**Отрывок текста:**
Когда отец был не в костюме, он был либо в пижаме (удобной хлопковой пижаме, как у Джимми Стюарта в фильме «Окно во двор»), либо вообще без ничего. Он часто бывал голым. Своими купаниями в бассейне в обнаженном виде он смутил немало моих друзей. Но его обнаженность была и своего рода формой одежды, в том смысле, что представляла собой зрелище. Отцу было непонятно, как можно одеваться, не уделяя должного внимания одежде, только лишь чтобы не мерзнуть и чувствовать себя удобно, как это делает большинство людей, в сущности, являясь, по его мнению, не голыми, но и не одетыми.

* * *

Откуда пришла информация, необходимая для того, чтобы воплотить образ англо-американского аристократа в одежде? В основном из популярной культуры: из журналов, книг и фильмов о британской аристократии, из пьес Ноэла Кауарда, из костюмов Сесил Битон в «Моей прекрасной леди», Кери Гранта в «Филадельфийской истории» и Грейс Келли в «Высшем обществе», из «Нью-Йоркера». Это был один из секретов американской аристократии; до какой-то степени ее представления о том, какой она должна быть, основывались на фантомах, придуманных потенциальными кандидатами в эту элиту – евреями во главе голливудских студий, писателями вроде Скотта Фитцджеральда и Престона Стерджеса и редакторами вроде Уильяма Шона, который был сыном чикагского торговца ножами Бена Чона.

Как-то в середине восьмидесятых, навещая родителей, я увидел, как мой отец с ненавистью вырывает из журнала рекламу Ральфа Лорена. Это происходило примерно тогда, когда Лорен переходил от джинсовой одежды к спортивной и «полному маркетингу стиля жизни» (материалы для ремонта, простыни, элементы внутреннего дизайна). В журналах публиковалась реклама со словами Ральфа: «Существует такой способ жить, в котором есть красота и элегантность. Это не постоянная погоня за новым, а умение ценить то, что было раньше. Существуют глубина и качество полноценного и осмысленного опыта… Это то качество жизни, в которое я верю…».

– Ральф Лорен оскорбляет меня, – сказал отец, вырвав с раздражением еще одну страницу.

**Раздел данных:**
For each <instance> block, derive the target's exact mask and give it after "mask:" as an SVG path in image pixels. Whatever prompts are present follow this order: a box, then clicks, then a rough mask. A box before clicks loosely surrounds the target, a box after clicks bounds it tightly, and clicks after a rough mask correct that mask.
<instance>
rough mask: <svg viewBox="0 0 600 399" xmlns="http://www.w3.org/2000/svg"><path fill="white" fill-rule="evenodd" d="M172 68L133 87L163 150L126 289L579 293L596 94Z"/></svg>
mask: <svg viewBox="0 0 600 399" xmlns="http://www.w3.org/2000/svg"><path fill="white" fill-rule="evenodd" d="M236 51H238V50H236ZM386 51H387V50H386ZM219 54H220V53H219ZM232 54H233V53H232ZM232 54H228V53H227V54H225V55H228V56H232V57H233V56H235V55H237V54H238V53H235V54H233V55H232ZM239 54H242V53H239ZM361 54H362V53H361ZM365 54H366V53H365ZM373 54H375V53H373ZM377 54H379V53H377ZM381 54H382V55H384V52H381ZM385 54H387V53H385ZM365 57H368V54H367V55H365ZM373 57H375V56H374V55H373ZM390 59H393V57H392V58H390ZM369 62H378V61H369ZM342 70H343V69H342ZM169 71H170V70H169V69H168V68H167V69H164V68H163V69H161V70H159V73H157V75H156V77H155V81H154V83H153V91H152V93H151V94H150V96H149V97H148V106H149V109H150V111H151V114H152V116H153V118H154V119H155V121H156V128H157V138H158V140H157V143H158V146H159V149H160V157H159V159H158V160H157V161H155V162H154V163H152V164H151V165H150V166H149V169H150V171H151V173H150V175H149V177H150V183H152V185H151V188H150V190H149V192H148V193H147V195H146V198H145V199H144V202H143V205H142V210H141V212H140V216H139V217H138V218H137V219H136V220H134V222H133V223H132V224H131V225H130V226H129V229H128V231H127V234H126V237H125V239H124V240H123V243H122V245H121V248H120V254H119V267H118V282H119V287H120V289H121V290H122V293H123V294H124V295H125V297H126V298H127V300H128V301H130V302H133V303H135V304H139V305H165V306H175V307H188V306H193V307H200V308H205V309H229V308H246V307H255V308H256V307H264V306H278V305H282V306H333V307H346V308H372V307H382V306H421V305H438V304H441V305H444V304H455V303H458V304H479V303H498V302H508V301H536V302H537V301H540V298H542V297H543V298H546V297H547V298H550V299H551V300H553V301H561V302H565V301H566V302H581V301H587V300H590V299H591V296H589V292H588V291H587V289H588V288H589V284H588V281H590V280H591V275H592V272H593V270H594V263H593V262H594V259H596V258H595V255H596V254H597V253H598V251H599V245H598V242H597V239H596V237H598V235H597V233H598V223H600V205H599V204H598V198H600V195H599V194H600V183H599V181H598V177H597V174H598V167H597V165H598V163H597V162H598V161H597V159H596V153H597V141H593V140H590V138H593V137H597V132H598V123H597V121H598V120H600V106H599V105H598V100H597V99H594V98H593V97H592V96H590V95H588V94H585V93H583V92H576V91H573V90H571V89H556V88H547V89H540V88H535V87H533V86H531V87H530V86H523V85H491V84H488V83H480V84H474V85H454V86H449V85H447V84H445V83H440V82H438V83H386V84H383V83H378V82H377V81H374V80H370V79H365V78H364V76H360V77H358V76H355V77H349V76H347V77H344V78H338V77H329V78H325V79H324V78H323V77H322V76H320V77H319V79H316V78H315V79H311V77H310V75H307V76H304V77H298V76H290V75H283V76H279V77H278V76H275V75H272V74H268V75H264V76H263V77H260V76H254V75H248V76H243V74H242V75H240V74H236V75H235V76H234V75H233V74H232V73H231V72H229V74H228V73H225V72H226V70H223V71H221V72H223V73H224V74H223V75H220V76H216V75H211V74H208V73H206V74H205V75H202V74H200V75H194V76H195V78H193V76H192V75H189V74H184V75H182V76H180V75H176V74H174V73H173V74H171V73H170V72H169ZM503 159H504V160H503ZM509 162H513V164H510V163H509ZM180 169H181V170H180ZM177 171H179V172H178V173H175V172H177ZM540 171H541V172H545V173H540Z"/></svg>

**Что нужно сделать:**
• 1. Перечислите все фильмы, названия которых приводятся в отрывке об одежде отца.
• 2. Продолжите отрывок об одежде отца, начав сразу после его последней фразы.

**Ответы к заданиям:**
• 1. «Окно во двор», «Моя прекрасная леди», «Филадельфийская история», «Высшее общество».

• 2.
Такая его реакция удивила меня. По крайней мере, заявления Ральфа Лорена не слишком противоречили взглядам отца на культурные ценности. Отец не возражал, чтобы некоторые его наряды для езды на четверках были показаны на выставке «Человек и лошадь» в музее «Метрополитен», которую частично финансировал Ральф Лорен. Но после того как я немного подумал над его поведением, оно уже не показалось мне странным. Делая образ аристократа вроде моего отца доступным каждому, Ральф Лорен представлял собой угрозу идентичности отца как американского аристократа. Эту индивидуальность отец, как и Ральф Лорен, изобрел сам из куска ткани. Конечно, мой отец никогда не надел бы что-либо от Ральфа Лорена, потому что пошел дальше него. И в этом было его отличие, его «след на песке».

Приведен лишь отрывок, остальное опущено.